Exercise instructions:
Change "Drop one point on each instance" to "Mark every instance with a single point" throughout every item below and reproduce all the items with nothing else altered. Leave the pictures out of your output.

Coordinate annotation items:

__________________________________________________

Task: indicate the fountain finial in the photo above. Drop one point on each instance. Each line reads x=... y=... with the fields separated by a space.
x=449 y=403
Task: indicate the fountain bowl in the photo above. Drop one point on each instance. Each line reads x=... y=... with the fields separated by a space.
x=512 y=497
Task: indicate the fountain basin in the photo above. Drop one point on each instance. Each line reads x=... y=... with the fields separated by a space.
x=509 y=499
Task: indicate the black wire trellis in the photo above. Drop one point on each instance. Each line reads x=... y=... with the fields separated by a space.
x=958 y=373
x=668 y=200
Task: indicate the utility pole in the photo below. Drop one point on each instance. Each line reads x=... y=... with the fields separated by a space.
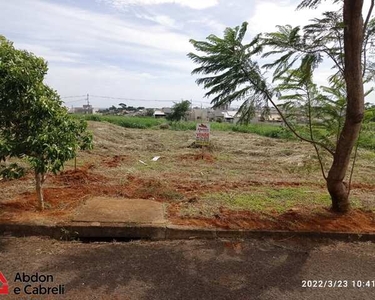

__________________________________________________

Response to the task:
Task: indicate the fountain finial in the photo above. Mark every instance with a single point. Each line reads x=... y=... with the fields separated by a space.
x=449 y=403
Task: indicate the fountain bowl in the photo above. Mark every instance with a single point. Each line reads x=... y=... with the fields separated by a space.
x=512 y=497
Task: indicate the fountain basin in the photo above. Mark every instance with a single point. Each line reads x=... y=... with the fields separated by a space.
x=509 y=499
Task: indicate the black wire trellis in the photo above. Mark every instance with a single point. Each line reads x=... y=... with the fields separated by a space.
x=958 y=373
x=668 y=200
Task: indicate the utility pole in the photo below. Mark every instance with a single point. Each line reads x=... y=... with the fields separated by a space.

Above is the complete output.